* BEGIN *

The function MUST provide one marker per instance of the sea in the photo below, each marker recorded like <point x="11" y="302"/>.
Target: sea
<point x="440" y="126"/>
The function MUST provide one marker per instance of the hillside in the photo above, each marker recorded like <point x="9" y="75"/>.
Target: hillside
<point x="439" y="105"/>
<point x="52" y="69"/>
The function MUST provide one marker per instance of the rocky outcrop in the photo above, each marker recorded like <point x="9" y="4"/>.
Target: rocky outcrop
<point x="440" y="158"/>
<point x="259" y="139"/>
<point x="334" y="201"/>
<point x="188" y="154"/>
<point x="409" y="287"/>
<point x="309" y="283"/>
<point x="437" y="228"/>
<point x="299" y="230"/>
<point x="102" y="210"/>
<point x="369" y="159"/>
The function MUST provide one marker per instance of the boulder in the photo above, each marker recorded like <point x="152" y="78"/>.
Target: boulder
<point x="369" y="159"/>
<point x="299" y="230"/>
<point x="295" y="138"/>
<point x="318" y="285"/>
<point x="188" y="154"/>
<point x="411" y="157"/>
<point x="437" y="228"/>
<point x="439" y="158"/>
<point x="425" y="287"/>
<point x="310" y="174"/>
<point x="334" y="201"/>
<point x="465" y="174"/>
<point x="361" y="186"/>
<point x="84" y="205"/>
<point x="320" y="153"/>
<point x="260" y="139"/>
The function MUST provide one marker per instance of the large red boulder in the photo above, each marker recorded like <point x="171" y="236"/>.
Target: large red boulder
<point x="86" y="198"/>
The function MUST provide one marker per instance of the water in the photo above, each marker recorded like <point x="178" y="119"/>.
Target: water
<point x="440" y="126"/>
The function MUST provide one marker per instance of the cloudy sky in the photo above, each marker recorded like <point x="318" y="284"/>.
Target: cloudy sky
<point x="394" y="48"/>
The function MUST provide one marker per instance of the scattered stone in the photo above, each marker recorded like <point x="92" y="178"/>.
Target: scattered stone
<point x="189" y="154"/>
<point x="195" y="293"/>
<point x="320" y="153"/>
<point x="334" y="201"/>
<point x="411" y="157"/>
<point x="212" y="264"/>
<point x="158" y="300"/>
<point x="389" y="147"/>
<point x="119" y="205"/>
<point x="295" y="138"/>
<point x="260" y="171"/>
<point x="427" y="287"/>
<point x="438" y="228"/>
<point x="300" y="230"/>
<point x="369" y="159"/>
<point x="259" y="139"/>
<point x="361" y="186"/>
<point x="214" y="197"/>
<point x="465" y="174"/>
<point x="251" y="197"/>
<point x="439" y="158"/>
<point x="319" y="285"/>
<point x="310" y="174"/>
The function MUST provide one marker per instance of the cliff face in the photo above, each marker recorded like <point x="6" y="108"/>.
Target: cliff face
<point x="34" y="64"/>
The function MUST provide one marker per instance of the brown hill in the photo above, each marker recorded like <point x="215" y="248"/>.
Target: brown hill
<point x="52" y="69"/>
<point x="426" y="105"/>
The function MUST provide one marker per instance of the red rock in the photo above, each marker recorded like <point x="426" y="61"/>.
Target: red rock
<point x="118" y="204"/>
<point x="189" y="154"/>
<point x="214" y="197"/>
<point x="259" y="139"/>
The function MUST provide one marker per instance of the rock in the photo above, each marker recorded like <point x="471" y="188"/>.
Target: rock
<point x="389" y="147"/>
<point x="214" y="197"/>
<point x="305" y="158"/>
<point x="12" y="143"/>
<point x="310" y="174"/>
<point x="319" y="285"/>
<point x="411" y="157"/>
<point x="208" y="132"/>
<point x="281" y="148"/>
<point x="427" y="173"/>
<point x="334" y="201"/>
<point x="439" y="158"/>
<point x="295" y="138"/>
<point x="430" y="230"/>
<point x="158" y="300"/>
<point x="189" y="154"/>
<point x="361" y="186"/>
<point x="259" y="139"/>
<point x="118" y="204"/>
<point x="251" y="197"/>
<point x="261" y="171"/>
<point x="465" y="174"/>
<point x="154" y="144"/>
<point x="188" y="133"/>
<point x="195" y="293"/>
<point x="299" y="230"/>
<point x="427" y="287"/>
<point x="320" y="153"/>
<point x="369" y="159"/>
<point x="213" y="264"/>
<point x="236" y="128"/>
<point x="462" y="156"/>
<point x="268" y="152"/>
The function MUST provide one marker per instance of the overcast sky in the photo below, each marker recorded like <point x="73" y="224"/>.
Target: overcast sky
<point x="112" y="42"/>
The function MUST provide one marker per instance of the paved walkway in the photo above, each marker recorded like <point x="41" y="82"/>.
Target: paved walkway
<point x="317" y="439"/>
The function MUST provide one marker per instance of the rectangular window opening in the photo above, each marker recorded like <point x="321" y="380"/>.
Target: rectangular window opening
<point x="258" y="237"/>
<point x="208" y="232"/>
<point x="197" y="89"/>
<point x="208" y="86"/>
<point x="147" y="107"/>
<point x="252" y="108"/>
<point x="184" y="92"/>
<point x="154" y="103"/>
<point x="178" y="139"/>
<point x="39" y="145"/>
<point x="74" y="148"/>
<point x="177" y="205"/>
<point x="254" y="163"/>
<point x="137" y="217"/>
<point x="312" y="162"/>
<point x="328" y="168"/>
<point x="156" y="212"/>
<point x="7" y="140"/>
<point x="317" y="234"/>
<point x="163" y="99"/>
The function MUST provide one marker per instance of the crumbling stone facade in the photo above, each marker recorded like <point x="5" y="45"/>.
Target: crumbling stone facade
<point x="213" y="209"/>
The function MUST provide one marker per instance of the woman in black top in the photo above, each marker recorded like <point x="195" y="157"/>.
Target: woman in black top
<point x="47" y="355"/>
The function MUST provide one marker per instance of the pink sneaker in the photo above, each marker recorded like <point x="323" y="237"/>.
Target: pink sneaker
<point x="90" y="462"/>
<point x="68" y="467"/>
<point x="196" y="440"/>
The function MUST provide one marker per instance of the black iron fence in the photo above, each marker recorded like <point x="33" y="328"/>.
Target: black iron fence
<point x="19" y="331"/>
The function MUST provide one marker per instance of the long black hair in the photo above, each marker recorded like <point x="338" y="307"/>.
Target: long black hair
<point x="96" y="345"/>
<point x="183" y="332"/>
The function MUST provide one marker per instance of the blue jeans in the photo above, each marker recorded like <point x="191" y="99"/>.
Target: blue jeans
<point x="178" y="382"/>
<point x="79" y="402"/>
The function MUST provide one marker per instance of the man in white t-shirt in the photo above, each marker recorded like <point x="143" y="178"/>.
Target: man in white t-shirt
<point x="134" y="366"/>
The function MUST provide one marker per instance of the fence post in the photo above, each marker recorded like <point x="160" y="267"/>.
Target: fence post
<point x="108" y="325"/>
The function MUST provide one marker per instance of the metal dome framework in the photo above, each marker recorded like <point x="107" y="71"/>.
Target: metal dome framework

* END *

Without leaving anything out, give the entries again exactly.

The function MUST provide one marker per instance of the sea in the photo below, each marker recorded like <point x="11" y="302"/>.
Target: sea
<point x="440" y="126"/>
The function MUST provide one marker per instance of the hillside in the photo above, each marker recorded like <point x="9" y="75"/>.
Target: hillside
<point x="439" y="105"/>
<point x="52" y="69"/>
The function MUST provide one marker per instance of the rocky outcrop in the photo above, each marker recorded like <point x="9" y="4"/>.
Target: rocky outcrop
<point x="440" y="158"/>
<point x="259" y="139"/>
<point x="334" y="201"/>
<point x="188" y="154"/>
<point x="409" y="287"/>
<point x="309" y="283"/>
<point x="437" y="228"/>
<point x="299" y="230"/>
<point x="102" y="210"/>
<point x="369" y="159"/>
The function MUST provide one marker per instance of the boulder in the photo above, each marker recorded like <point x="152" y="78"/>.
Target: boulder
<point x="369" y="159"/>
<point x="299" y="230"/>
<point x="295" y="138"/>
<point x="318" y="285"/>
<point x="188" y="154"/>
<point x="411" y="157"/>
<point x="437" y="228"/>
<point x="439" y="158"/>
<point x="425" y="287"/>
<point x="310" y="174"/>
<point x="334" y="201"/>
<point x="465" y="174"/>
<point x="361" y="186"/>
<point x="84" y="205"/>
<point x="320" y="153"/>
<point x="260" y="139"/>
The function MUST provide one marker per instance of the large red boulder in the photo above, each marker recorded like <point x="171" y="236"/>.
Target: large red boulder
<point x="86" y="198"/>
The function MUST provide one marker per instance of the water in the photo above, each marker recorded like <point x="178" y="119"/>.
Target: water
<point x="440" y="126"/>
The function MUST provide one marker per instance of the cloudy sky in the photo above, each marker recorded like <point x="318" y="284"/>.
Target: cloudy sky
<point x="394" y="48"/>
The function MUST provide one marker per instance of the scattered stone in the photo above, each marker recorded like <point x="92" y="178"/>.
Target: scattered stone
<point x="189" y="154"/>
<point x="195" y="293"/>
<point x="320" y="153"/>
<point x="334" y="201"/>
<point x="411" y="157"/>
<point x="212" y="264"/>
<point x="158" y="300"/>
<point x="389" y="147"/>
<point x="119" y="205"/>
<point x="295" y="138"/>
<point x="260" y="171"/>
<point x="427" y="287"/>
<point x="438" y="228"/>
<point x="300" y="230"/>
<point x="369" y="159"/>
<point x="259" y="139"/>
<point x="361" y="186"/>
<point x="214" y="197"/>
<point x="465" y="174"/>
<point x="251" y="197"/>
<point x="439" y="158"/>
<point x="319" y="285"/>
<point x="310" y="174"/>
The function MUST provide one marker per instance of the cliff face in the photo above, each marker recorded like <point x="6" y="108"/>.
Target: cliff face
<point x="34" y="64"/>
The function MUST provide one marker per instance of the brown hill in the photo above, each marker recorded like <point x="215" y="248"/>.
Target: brown hill
<point x="52" y="69"/>
<point x="426" y="105"/>
The function MUST provide one marker per instance of the red rock in the photo above, each marker recorded like <point x="426" y="61"/>.
Target: red rock
<point x="118" y="204"/>
<point x="189" y="154"/>
<point x="214" y="197"/>
<point x="259" y="139"/>
The function MUST provide one marker per instance of the rock in the photo above, each marker recorded like <point x="471" y="188"/>.
Target: rock
<point x="389" y="147"/>
<point x="214" y="197"/>
<point x="305" y="158"/>
<point x="12" y="143"/>
<point x="310" y="174"/>
<point x="319" y="285"/>
<point x="411" y="157"/>
<point x="208" y="132"/>
<point x="281" y="148"/>
<point x="427" y="173"/>
<point x="334" y="201"/>
<point x="439" y="158"/>
<point x="295" y="138"/>
<point x="430" y="230"/>
<point x="158" y="300"/>
<point x="189" y="154"/>
<point x="361" y="186"/>
<point x="259" y="139"/>
<point x="118" y="204"/>
<point x="251" y="197"/>
<point x="261" y="171"/>
<point x="465" y="174"/>
<point x="154" y="144"/>
<point x="188" y="133"/>
<point x="195" y="293"/>
<point x="299" y="230"/>
<point x="427" y="287"/>
<point x="320" y="153"/>
<point x="369" y="159"/>
<point x="213" y="264"/>
<point x="236" y="128"/>
<point x="462" y="156"/>
<point x="268" y="152"/>
The function MUST provide one marker per instance of the overcast sky in the photo below, each marker recorded like <point x="73" y="224"/>.
Target: overcast sky
<point x="112" y="42"/>
The function MUST provide one marker per instance of the paved walkway in the photo above, each marker recorded like <point x="41" y="82"/>.
Target: paved walkway
<point x="317" y="439"/>
The function MUST provide one marker per instance of the rectangular window opening in the photo above, each marker recorded like <point x="321" y="380"/>.
Target: rectangular window opening
<point x="258" y="237"/>
<point x="208" y="232"/>
<point x="197" y="89"/>
<point x="208" y="86"/>
<point x="147" y="107"/>
<point x="252" y="108"/>
<point x="184" y="92"/>
<point x="154" y="103"/>
<point x="178" y="139"/>
<point x="39" y="145"/>
<point x="74" y="148"/>
<point x="177" y="205"/>
<point x="254" y="163"/>
<point x="137" y="217"/>
<point x="312" y="162"/>
<point x="328" y="168"/>
<point x="156" y="212"/>
<point x="7" y="140"/>
<point x="317" y="234"/>
<point x="163" y="99"/>
The function MUST provide one marker per instance of the crumbling stone facade in the photo above, each marker recorded like <point x="5" y="45"/>.
Target: crumbling stone facade
<point x="213" y="209"/>
The function MUST provide one marker per instance of the woman in black top in the photo above, each marker recorded like <point x="195" y="157"/>.
Target: woman in black top
<point x="47" y="355"/>
The function MUST provide one marker per instance of the pink sneaker in the photo above, each marker recorded like <point x="323" y="237"/>.
Target: pink sneaker
<point x="90" y="462"/>
<point x="68" y="467"/>
<point x="196" y="440"/>
The function MUST provide one marker per instance of the black iron fence in the photo above, each marker recorded like <point x="33" y="328"/>.
Target: black iron fence
<point x="19" y="331"/>
The function MUST provide one marker per instance of the long black hair in the photo above, each marker recorded like <point x="338" y="307"/>.
Target: long black hair
<point x="96" y="345"/>
<point x="183" y="332"/>
The function MUST provide one marker per instance of the blue jeans in the photo above, each marker recorded like <point x="191" y="99"/>.
Target: blue jeans
<point x="178" y="382"/>
<point x="79" y="402"/>
The function MUST provide one marker per instance of the man in white t-shirt in the photo above, each marker recorded like <point x="143" y="178"/>.
Target: man in white t-shirt
<point x="134" y="366"/>
The function MUST provide one marker per instance of the fence post in the photo above, each marker recorded like <point x="160" y="267"/>.
Target: fence post
<point x="108" y="325"/>
The function MUST provide one marker per instance of the metal dome framework in the photo above, each marker recorded like <point x="107" y="71"/>.
Target: metal dome framework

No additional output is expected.